Si tomamos al pie de la letra una certidumbre acerca de la obra poética como unidad infragmentable, sinfónica, que deja asentada Tomás Segovia en uno de sus ensayos, cuando afirma:
      
Siempre he pensado que la poesía, contrariamente a una idea muy difundida, es un arte de grandes conjuntos, y que sus fragmentos aislados sólo revelan su pleno sentido por relación a una vasta organización de la “Obra”. Lo cual no quiere decir que no se pueda, a partir de un fragmento, de un poema, inferir más o menos intuitivamente el conjunto orgánico que supone.
      
Si leemos con esta certidumbre, digo, su propia obra poética que ahora reúne por segunda vez (la primera se publicó en 1980, por la misma casa editorial, y presentaba la obra reunida hasta 1976), no sería infundado considerar que este vasto conjunto efectivamente es eso, una tentativa sinfónica.
     Hay más de una razón para aproximarla a este adjetivo. Por un lado, es sinfónica por esta voluntad constructiva de “grandes conjuntos” y de “vasta organización de la obra” a la que él mismo se refiere; pero también lo es porque si una entidad rige la poesía de Tomás Segovia esa entidad es la música.
     En efecto, una de las columnas sobre las que se levanta esta poesía está asentada en su noción de canto. El canto, la confianza en la música, un dispositivo casi acrobático de la intuición auditiva producen en sus versos una continuada clarividencia: la clara visión que lo pasea, lo dirige entre las malezas y neblinas del lenguaje hasta su propia combustión sonora. Entra y sale de su melodía con la gracia de un delfín nadando. Incluso, en sus primeros libros (Luz de aquí, El sol y su eco) parece haber, un poco gasificado por la estética de la poesía pura, más canto que sentido. O quizá, justamente, su sentido es el canto.
     Ahora bien, el canto para él tiene que ver con la música, con la cadencia y con la lírica, pero también con cierta pureza del impulso que da sus vértebras al poema. Sin dicho impulso, fisiológico e inicial, el canto no pasaría de un ejercicio lingüístico. A este peculiar estado o disposición se refiere en varios poemas (“Soplo nocturno”, “Divinidad próxima”, “Encuentro”, “Sitio pleno del día”), en los que ese ánimo toma cuerpo y aparece bajo distintas formas y lugares, sin que sea susceptible, no obstante, de un método para prever o fijar su visita. Este “invisible latido del pensamiento”, esta “desmemoriada lumbre”, entonces, es un ánimo y también un don: “Un imán que no existe / mi brújula embrujaba, / un imposible dardo deslumbrante / por mi bien me punzaba el corazón”. Se trata de un don desde el momento en que no es previsible ni visible la llegada de este ánimo, las maniobras de este imán. Sólo sus frutos, sus testimonios quedarán al alcance del testigo. Estos testimonios de su visita son los poemas; más exactamente, el canto que habita los poemas.

:::::

■ Objetivos:
1: Reproduce sin cambios el pasaje del ensayo sobre la poesía de Tomás Segovia que empieza en "Siempre he pensado" y acaba en "una tentativa sinfónica.".
2: Escribe el pasaje siguiente del ensayo sobre la poesía de Tomás Segovia, retomándolo a partir de su última oración.

■ Registros almacenados:

:::::

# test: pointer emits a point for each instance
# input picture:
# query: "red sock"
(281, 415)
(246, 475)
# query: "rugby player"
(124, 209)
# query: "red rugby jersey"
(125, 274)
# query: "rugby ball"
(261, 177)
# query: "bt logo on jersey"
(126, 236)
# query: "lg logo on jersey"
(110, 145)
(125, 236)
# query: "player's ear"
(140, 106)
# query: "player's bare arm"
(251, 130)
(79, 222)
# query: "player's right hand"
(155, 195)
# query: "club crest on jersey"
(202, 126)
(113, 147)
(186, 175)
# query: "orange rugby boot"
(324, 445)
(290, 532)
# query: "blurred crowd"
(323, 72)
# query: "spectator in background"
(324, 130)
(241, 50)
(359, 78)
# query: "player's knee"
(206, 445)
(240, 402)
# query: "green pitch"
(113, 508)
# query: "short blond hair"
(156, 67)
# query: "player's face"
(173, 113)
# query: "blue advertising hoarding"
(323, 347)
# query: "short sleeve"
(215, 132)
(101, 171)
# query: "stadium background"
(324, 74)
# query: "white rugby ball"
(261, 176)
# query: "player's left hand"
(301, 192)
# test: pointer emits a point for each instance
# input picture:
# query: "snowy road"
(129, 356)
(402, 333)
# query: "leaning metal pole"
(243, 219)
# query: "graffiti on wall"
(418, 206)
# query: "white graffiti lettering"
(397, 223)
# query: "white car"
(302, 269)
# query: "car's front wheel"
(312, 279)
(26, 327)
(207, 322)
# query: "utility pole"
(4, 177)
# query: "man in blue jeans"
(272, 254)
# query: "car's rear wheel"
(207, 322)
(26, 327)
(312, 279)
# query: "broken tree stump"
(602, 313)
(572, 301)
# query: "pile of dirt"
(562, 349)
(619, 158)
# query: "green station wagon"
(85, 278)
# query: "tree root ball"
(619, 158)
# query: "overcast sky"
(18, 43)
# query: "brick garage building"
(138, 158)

:::::

■ Respuestas por tarea:
1:
Siempre he pensado que la poesía, contrariamente a una idea muy difundida, es un arte de grandes conjuntos, y que sus fragmentos aislados sólo revelan su pleno sentido por relación a una vasta organización de la “Obra”. Lo cual no quiere decir que no se pueda, a partir de un fragmento, de un poema, inferir más o menos intuitivamente el conjunto orgánico que supone.
      
Si leemos con esta certidumbre, digo, su propia obra poética que ahora reúne por segunda vez (la primera se publicó en 1980, por la misma casa editorial, y presentaba la obra reunida hasta 1976), no sería infundado considerar que este vasto conjunto efectivamente es eso, una tentativa sinfónica.

2:
     La noción del canto como un don parece evolucionar a lo largo de su obra. Si al principio sugiere que el canto es el resultado de un encuentro epifánico con una divinidad, un estado o una visión (en todo caso, se trata de un encuentro con lo otro), poco a poco afina esa fe y lo considera algo que, más que estar en él, atraviesa al poeta, en forma de experiencia, de reconocimiento y de anagnórisis. Hay que tener en cuenta que una de sus tesis es que el poema no es una categoría ni un objeto sino un movimiento, una “unidad vivida”. Es decir, que la poesía sería susceptible de una fenomenología pero no de una lógica, por ejemplo, y que el poema no puede ser separado de una estricta relatividad vital. Homenajes a lo vivido y unidades de movimiento del ánimo, sus poemas persiguen esa intemperie que les permite ser atravesados por la sustancia del mundo, puesto que toda epifanía proviene en última instancia de él. Es así como la noción acerca del canto enfrenta sutiles reacomodos y ya para “El poeta en su cumpleaños”, un poema memorable de su libro Terceto, es ahora el tiempo, el mundo, la vida, lo que atraviesa al poeta, en forma de don y de canto.
     El reconocimiento del don pero también de la identidad, la Anagnórisis que vive es quizá —hasta en el título— un momento central. No porque sea un vasto poema orgánico y de compleja estructura (como algunos han afirmado y se suele suponer; yo confieso tener mis dudas), sino porque a partir de aquí Tomás Segovia identifica sus imanes embrujados. Uno de ellos, capital, se relaciona con la condición errante.
     Lugar sin lugar, ámbito provisional: por naturaleza, lo bello es efímero. Toda belleza, como el canto, existe y luego no. Se mueve o extingue de un lugar y de un tiempo. Emigra. Tal vez por ello guarda alguna semejanza con lo trashumante, con la errancia de lo indetenible: “Pues toda permanencia te condena. / Del tiempo es tu destierro”. La belleza también es nómada. Está condenada a errar de un sitio a otro y a no quedarse en ninguno.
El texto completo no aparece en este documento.